_Task directions_
The output must consist only of the lines from the one with "Target: floor drain grate" through the end of the listing, restated exactly and free of pictures.

_Records to process_

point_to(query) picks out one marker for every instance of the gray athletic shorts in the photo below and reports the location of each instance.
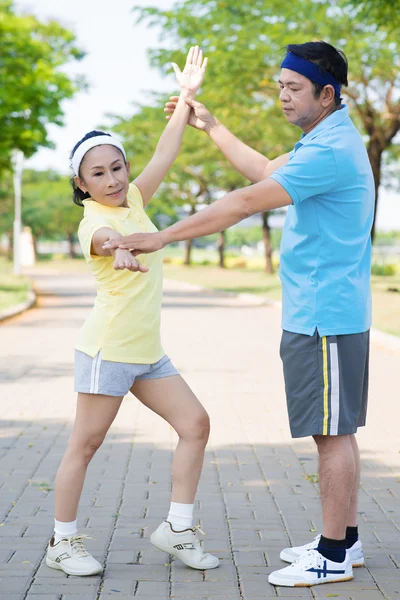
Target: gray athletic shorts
(96, 376)
(326, 381)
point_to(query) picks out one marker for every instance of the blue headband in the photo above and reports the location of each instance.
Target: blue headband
(311, 71)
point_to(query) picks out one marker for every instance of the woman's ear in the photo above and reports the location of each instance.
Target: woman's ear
(80, 183)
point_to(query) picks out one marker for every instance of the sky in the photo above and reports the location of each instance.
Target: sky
(117, 70)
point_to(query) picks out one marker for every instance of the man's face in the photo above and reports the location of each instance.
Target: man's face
(298, 102)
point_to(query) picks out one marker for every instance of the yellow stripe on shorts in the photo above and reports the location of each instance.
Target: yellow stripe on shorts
(326, 386)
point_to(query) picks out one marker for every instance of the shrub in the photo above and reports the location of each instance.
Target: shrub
(385, 270)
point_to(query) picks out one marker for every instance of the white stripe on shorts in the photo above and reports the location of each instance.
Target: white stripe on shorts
(95, 375)
(333, 430)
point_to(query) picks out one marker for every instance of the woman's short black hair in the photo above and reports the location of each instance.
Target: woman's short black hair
(328, 58)
(78, 194)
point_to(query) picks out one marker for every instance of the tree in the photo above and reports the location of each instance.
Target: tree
(33, 83)
(196, 177)
(47, 207)
(245, 43)
(378, 12)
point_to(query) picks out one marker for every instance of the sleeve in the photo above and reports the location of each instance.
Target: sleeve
(135, 197)
(311, 171)
(86, 231)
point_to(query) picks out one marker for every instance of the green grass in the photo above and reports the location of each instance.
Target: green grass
(13, 290)
(250, 279)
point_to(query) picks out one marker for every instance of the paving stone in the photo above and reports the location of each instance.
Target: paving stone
(255, 495)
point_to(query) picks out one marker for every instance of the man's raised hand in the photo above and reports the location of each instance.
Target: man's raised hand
(200, 117)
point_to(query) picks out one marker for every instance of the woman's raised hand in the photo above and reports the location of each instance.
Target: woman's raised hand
(191, 78)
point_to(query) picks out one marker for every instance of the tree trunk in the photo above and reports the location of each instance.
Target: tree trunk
(267, 244)
(71, 252)
(189, 243)
(375, 152)
(221, 249)
(10, 236)
(34, 242)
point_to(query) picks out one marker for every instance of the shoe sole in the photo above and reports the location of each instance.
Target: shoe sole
(53, 565)
(290, 559)
(175, 553)
(306, 584)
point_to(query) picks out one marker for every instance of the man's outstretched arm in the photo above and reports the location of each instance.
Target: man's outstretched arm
(223, 213)
(250, 163)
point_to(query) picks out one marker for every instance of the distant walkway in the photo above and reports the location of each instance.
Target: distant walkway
(257, 493)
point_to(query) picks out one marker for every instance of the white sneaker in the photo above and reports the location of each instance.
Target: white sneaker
(185, 545)
(291, 554)
(69, 555)
(311, 568)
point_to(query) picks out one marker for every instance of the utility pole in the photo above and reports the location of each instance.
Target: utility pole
(17, 158)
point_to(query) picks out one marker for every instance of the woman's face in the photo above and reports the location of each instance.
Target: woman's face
(105, 176)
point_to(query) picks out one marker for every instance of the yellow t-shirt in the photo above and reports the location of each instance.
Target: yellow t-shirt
(125, 321)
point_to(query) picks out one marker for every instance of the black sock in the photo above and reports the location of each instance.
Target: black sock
(351, 536)
(332, 549)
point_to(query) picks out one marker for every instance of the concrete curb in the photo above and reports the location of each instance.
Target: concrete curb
(388, 341)
(19, 308)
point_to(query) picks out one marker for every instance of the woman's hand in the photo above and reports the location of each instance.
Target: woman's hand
(199, 118)
(191, 78)
(138, 243)
(123, 259)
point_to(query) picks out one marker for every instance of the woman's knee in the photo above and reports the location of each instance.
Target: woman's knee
(197, 429)
(86, 447)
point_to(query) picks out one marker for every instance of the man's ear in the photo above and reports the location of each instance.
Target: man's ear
(81, 185)
(327, 95)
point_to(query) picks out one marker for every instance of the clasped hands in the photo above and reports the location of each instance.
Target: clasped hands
(190, 80)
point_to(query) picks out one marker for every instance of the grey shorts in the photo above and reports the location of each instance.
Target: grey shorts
(96, 376)
(326, 382)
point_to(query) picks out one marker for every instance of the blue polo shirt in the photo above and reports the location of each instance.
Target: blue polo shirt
(326, 245)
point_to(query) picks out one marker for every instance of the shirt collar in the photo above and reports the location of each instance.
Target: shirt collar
(333, 120)
(93, 208)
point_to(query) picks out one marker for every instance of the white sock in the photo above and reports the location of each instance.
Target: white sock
(64, 530)
(180, 516)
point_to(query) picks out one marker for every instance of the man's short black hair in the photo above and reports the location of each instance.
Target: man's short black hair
(327, 57)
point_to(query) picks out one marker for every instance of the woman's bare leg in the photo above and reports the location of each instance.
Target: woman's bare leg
(94, 416)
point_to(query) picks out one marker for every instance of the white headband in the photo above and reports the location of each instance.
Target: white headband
(90, 143)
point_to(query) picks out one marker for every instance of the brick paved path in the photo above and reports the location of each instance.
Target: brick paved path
(257, 493)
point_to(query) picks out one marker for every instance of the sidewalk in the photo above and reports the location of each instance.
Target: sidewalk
(257, 492)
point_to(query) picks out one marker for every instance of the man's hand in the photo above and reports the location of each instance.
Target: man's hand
(123, 259)
(191, 78)
(200, 117)
(138, 243)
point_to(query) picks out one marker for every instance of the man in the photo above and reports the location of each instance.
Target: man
(327, 183)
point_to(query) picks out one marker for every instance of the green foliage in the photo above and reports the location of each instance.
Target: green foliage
(47, 205)
(383, 270)
(245, 42)
(33, 83)
(387, 238)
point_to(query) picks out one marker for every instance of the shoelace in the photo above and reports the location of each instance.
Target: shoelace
(77, 544)
(309, 559)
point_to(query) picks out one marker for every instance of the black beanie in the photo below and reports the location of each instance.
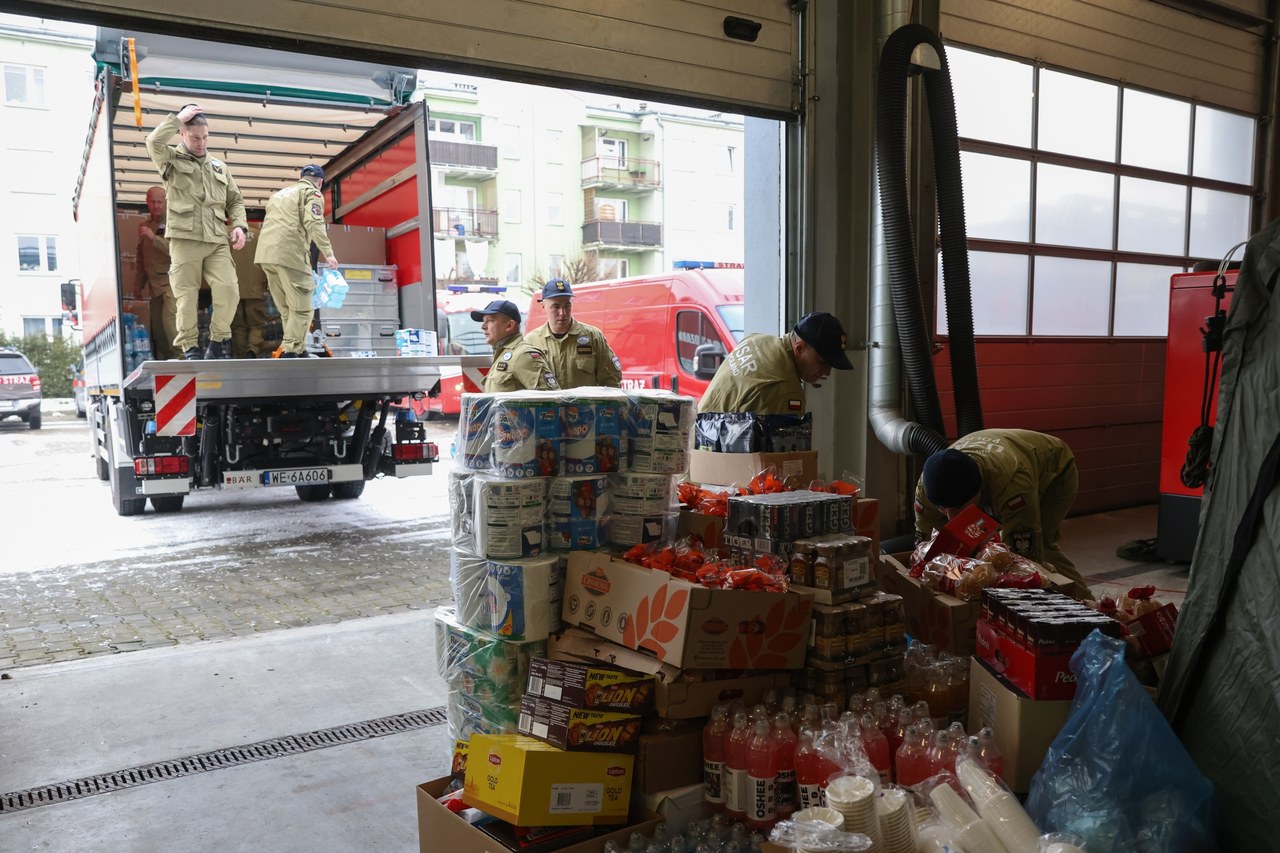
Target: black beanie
(951, 478)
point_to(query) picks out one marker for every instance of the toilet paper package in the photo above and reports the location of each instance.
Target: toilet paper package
(522, 596)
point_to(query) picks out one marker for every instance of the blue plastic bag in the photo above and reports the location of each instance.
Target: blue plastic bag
(330, 288)
(1116, 775)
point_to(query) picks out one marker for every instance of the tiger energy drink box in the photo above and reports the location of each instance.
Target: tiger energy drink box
(577, 729)
(592, 685)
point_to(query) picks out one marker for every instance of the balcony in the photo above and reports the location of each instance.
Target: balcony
(621, 236)
(464, 159)
(465, 222)
(616, 174)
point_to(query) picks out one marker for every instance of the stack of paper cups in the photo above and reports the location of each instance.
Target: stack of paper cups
(580, 512)
(854, 797)
(897, 831)
(970, 831)
(999, 808)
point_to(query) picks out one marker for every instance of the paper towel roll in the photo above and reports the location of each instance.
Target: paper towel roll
(519, 597)
(526, 434)
(592, 434)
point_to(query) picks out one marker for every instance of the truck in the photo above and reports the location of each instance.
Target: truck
(668, 329)
(321, 425)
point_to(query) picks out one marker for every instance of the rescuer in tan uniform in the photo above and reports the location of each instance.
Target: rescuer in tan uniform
(295, 219)
(250, 319)
(152, 276)
(577, 352)
(1025, 480)
(202, 199)
(516, 365)
(767, 375)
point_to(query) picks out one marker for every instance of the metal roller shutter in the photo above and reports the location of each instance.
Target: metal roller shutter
(1137, 41)
(662, 48)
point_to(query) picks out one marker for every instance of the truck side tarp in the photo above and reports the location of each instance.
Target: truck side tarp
(1221, 689)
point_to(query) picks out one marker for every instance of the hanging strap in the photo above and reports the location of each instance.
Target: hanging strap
(1240, 544)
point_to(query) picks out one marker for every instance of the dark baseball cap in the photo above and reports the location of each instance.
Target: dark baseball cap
(823, 333)
(950, 478)
(498, 306)
(556, 287)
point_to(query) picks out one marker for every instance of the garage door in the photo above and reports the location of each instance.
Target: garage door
(1141, 42)
(676, 49)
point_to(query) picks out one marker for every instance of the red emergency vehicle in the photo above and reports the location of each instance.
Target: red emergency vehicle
(668, 329)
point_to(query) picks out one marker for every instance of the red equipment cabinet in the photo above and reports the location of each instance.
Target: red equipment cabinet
(1191, 302)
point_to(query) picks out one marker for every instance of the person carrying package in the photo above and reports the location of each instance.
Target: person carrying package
(767, 374)
(516, 365)
(577, 352)
(295, 219)
(202, 203)
(1025, 480)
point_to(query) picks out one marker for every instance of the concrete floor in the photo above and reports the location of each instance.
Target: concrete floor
(63, 721)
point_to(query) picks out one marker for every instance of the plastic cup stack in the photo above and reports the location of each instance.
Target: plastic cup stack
(854, 797)
(897, 831)
(999, 808)
(972, 831)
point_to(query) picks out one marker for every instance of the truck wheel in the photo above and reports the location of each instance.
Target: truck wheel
(312, 493)
(348, 489)
(168, 502)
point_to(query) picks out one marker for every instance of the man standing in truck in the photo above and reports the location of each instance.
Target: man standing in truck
(152, 276)
(202, 199)
(577, 352)
(295, 219)
(516, 365)
(767, 375)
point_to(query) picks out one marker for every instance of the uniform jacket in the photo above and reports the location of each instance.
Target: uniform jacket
(519, 366)
(152, 261)
(295, 219)
(759, 375)
(1018, 468)
(201, 194)
(579, 357)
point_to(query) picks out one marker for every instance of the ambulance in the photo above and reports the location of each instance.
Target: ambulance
(668, 329)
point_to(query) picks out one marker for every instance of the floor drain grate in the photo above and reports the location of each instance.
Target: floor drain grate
(220, 758)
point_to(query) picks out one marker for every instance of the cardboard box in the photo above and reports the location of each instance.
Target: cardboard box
(439, 829)
(680, 694)
(530, 783)
(727, 469)
(668, 760)
(1024, 728)
(1155, 630)
(1040, 676)
(592, 685)
(708, 528)
(577, 729)
(685, 624)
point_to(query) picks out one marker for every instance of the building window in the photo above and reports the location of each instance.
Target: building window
(23, 86)
(1083, 196)
(455, 129)
(37, 254)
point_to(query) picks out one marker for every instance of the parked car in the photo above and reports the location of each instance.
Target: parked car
(19, 388)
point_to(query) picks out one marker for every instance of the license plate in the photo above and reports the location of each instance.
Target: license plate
(297, 477)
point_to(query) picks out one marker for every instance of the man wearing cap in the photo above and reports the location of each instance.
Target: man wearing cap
(202, 201)
(1025, 480)
(295, 219)
(767, 375)
(516, 365)
(577, 352)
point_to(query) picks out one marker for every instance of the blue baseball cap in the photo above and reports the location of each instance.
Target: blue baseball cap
(498, 306)
(556, 287)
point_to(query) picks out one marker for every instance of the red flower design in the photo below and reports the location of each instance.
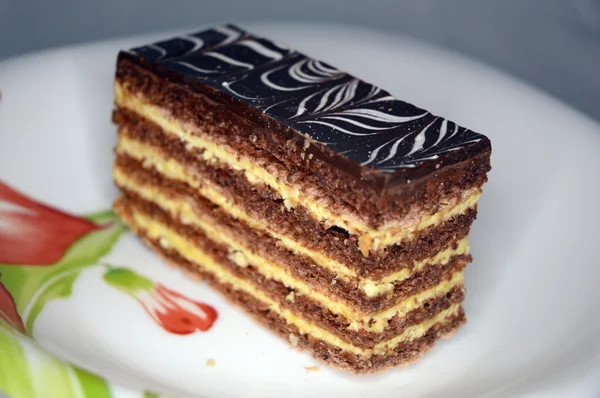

_Solution to this task_
Target: floor drain grate
(220, 758)
point_to(query) picks out one marker for every instance of the cardboard box in the photo above and reports the location of each instance.
Target: cardboard box
(439, 829)
(680, 694)
(530, 783)
(727, 469)
(668, 760)
(1024, 728)
(1155, 630)
(1040, 676)
(592, 685)
(708, 528)
(577, 729)
(685, 624)
point_to(query) picks out one marker for every instance of the building window in the photo above and reports the location of each instance.
Target: building window
(23, 86)
(1083, 196)
(455, 129)
(37, 254)
point_to(query) picks out one marker for every instance of the parked car in the photo above and reports the location of each instance.
Target: parked car
(19, 388)
point_to(query) picks out one marker for every instance of the license plate in the photo above and reports the location of each instance.
Target: license plate
(297, 477)
point_to(query) picks out one marker for every instance of the man wearing cap in the photo above and reports the location of each instance.
Target: man wearing cap
(202, 201)
(1025, 480)
(295, 219)
(767, 375)
(516, 365)
(577, 352)
point_to(query) picks out one marker for every instance of the blue baseball cap in the photo above and reports the location of each instance.
Target: blue baseball cap
(498, 306)
(556, 287)
point_to(query) picks out one marker for every instance of the red flower design in the photo below and reports the location of each instance.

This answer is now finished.